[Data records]
━━━━━━━━━━━━━━━━━━━━━━━━━━━━━━
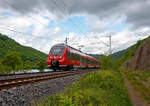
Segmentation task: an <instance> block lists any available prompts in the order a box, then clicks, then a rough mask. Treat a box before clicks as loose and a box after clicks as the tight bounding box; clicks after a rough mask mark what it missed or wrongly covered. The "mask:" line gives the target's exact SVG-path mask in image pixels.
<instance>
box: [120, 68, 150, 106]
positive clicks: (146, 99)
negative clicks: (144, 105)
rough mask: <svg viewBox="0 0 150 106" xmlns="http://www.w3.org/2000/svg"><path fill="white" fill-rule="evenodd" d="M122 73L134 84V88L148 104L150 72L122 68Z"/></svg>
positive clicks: (149, 100)
mask: <svg viewBox="0 0 150 106" xmlns="http://www.w3.org/2000/svg"><path fill="white" fill-rule="evenodd" d="M123 73H124V74H125V76H126V77H127V78H128V80H129V81H130V82H131V84H132V85H133V86H134V88H135V90H136V91H138V92H139V94H140V95H141V97H142V98H143V99H144V100H145V101H146V102H147V103H148V104H150V88H149V87H148V86H147V85H149V86H150V83H149V80H150V72H149V71H133V70H129V69H124V70H123Z"/></svg>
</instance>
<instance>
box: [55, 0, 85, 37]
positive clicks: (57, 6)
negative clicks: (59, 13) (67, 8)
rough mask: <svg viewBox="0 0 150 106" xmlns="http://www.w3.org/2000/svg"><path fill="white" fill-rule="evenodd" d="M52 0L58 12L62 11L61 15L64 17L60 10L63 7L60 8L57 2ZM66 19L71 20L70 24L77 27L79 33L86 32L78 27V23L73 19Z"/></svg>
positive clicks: (60, 9)
mask: <svg viewBox="0 0 150 106" xmlns="http://www.w3.org/2000/svg"><path fill="white" fill-rule="evenodd" d="M52 2H53V4H54V5H55V6H56V7H57V9H58V10H59V11H60V12H62V16H63V17H65V15H64V13H63V11H61V10H63V8H62V9H61V8H60V6H58V4H57V2H56V1H55V0H52ZM68 20H69V21H70V22H71V24H72V25H73V26H74V27H75V28H76V29H78V31H79V32H80V33H82V34H83V35H86V34H85V33H84V32H83V31H82V30H81V29H80V28H79V27H78V25H77V24H75V23H74V21H73V20H72V19H68Z"/></svg>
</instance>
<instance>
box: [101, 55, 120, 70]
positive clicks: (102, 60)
mask: <svg viewBox="0 0 150 106" xmlns="http://www.w3.org/2000/svg"><path fill="white" fill-rule="evenodd" d="M101 68H102V69H112V70H117V69H118V68H119V64H118V63H117V61H115V60H113V59H112V58H111V55H109V56H102V57H101Z"/></svg>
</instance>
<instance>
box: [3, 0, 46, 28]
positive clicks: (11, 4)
mask: <svg viewBox="0 0 150 106" xmlns="http://www.w3.org/2000/svg"><path fill="white" fill-rule="evenodd" d="M3 1H4V2H5V3H6V4H7V5H9V6H11V7H12V8H14V9H15V10H18V9H19V8H18V7H16V6H15V5H12V4H11V3H10V2H8V1H7V0H3ZM27 16H28V17H29V18H31V19H32V20H33V21H37V22H38V23H39V24H41V25H44V26H45V27H47V28H49V27H48V26H47V25H46V24H43V23H42V22H40V21H39V20H38V19H36V18H34V17H32V16H30V15H27Z"/></svg>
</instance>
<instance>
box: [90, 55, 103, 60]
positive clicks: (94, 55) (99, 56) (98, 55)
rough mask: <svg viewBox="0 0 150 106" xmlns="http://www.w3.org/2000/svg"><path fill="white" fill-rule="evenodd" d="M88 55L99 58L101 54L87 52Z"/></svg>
mask: <svg viewBox="0 0 150 106" xmlns="http://www.w3.org/2000/svg"><path fill="white" fill-rule="evenodd" d="M89 55H91V56H93V57H95V58H97V59H99V58H100V57H101V56H102V54H89Z"/></svg>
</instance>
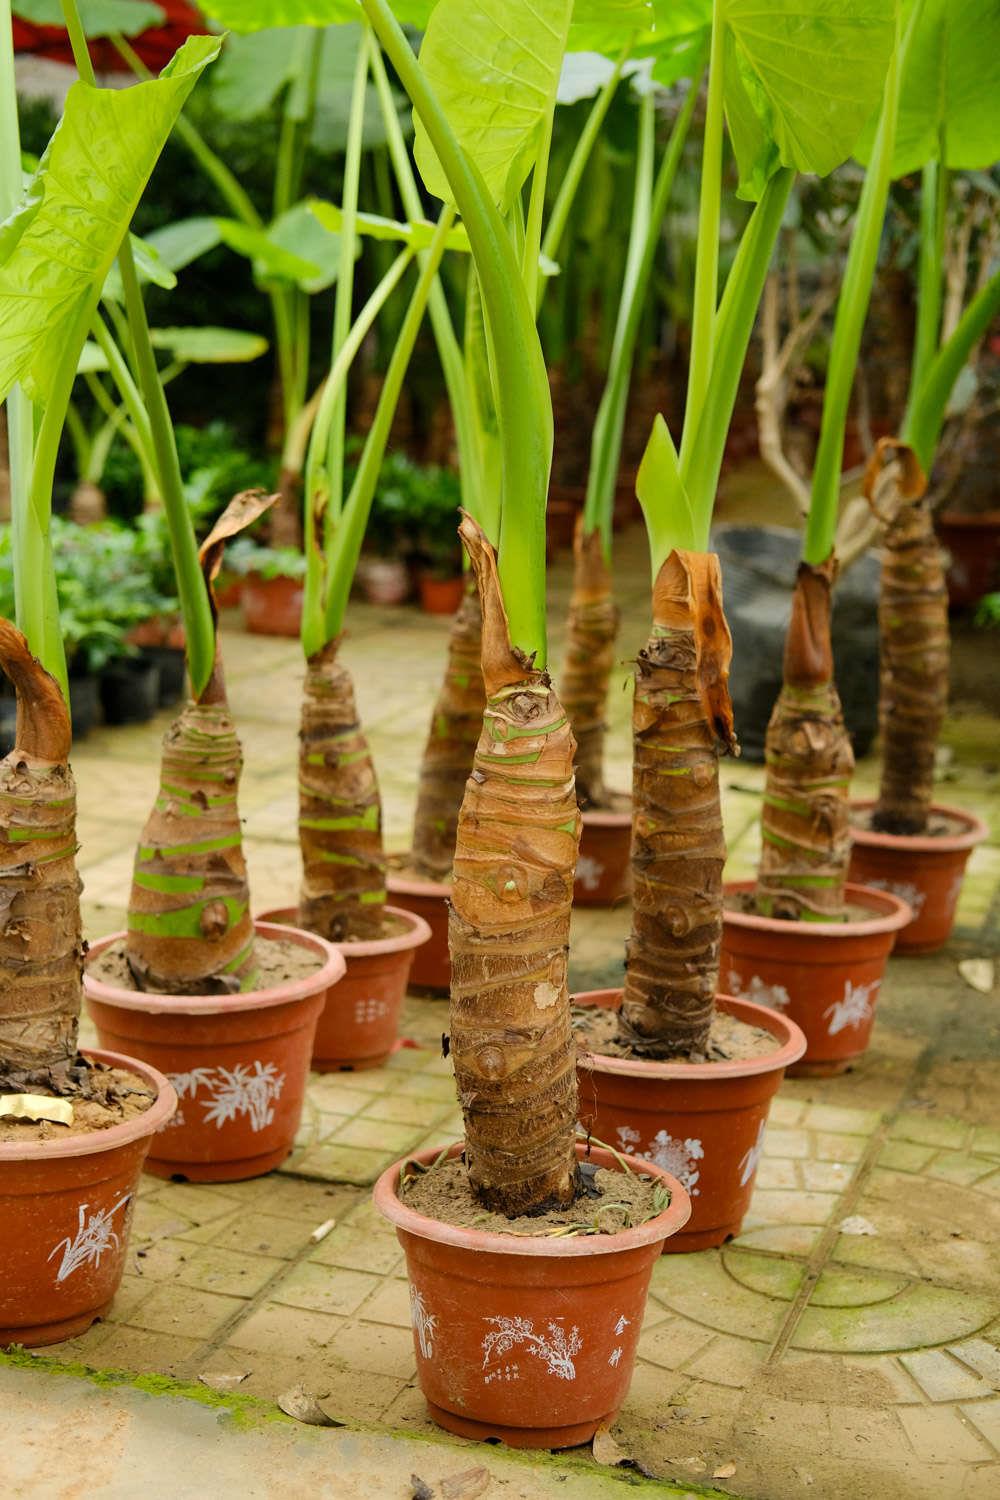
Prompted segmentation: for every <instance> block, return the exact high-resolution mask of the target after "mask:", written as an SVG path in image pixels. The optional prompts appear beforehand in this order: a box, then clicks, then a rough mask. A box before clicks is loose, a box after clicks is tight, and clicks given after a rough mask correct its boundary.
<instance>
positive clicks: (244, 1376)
mask: <svg viewBox="0 0 1000 1500" xmlns="http://www.w3.org/2000/svg"><path fill="white" fill-rule="evenodd" d="M249 1376H250V1371H249V1370H244V1371H243V1374H241V1376H223V1374H219V1376H216V1374H211V1373H208V1374H204V1376H198V1379H199V1380H201V1383H202V1386H208V1389H210V1391H235V1389H237V1386H241V1385H243V1382H244V1380H246V1379H247V1377H249Z"/></svg>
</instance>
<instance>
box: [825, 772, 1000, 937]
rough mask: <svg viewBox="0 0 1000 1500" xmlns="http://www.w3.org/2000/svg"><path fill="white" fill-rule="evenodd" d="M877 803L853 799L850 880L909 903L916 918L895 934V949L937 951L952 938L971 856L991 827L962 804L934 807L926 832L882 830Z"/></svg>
mask: <svg viewBox="0 0 1000 1500" xmlns="http://www.w3.org/2000/svg"><path fill="white" fill-rule="evenodd" d="M873 807H874V804H873V802H852V813H850V822H852V837H853V847H852V853H850V879H852V880H855V882H856V883H858V885H865V886H868V888H871V889H876V891H889V892H891V894H892V895H898V897H900V900H903V901H906V903H907V906H909V907H910V910H912V913H913V915H912V921H909V922H907V924H906V927H903V929H901V930H900V933H898V935H897V944H895V947H897V953H936V951H937V950H939V948H942V947H943V945H945V944H946V942H948V939H949V938H951V933H952V927H954V926H955V912H957V909H958V898H960V895H961V889H963V880H964V877H966V862H967V859H969V855H970V853H972V850H973V849H975V847H976V844H979V843H982V841H984V840H985V838H987V837H988V829H987V825H985V823H984V822H982V819H981V817H976V814H975V813H966V811H963V808H961V807H946V805H940V804H936V805H933V807H931V814H930V819H928V828H927V832H924V834H883V832H876V829H873V826H871V810H873Z"/></svg>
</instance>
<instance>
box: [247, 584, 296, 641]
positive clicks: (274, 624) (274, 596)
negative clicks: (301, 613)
mask: <svg viewBox="0 0 1000 1500" xmlns="http://www.w3.org/2000/svg"><path fill="white" fill-rule="evenodd" d="M303 592H304V586H303V580H301V579H300V577H283V576H279V577H261V576H259V574H258V573H250V574H247V577H246V579H244V580H243V591H241V595H240V600H241V604H243V625H244V628H246V630H249V631H250V634H255V636H297V634H298V627H300V624H301V601H303Z"/></svg>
━━━━━━━━━━━━━━━━━━━━━━━━━━━━━━
## [Work task]
Copy the material word for word, beginning at the very start and continuing through the line containing "negative clicks: (144, 105)", with both ends included. Leave out the pictures.

## [Result]
Segmentation task: an <instance> block lists any available prompts in the order a box, then clicks, then a rough mask. Treat a box before clicks as loose and a box after clicks as the tight bounding box; clicks after a rough mask mark what it missed or wrongly covered. The "mask:" line gives the target's exact SVG-path mask in image pixels.
<instance>
box: [120, 68, 150, 106]
positive clicks: (146, 99)
negative clicks: (144, 105)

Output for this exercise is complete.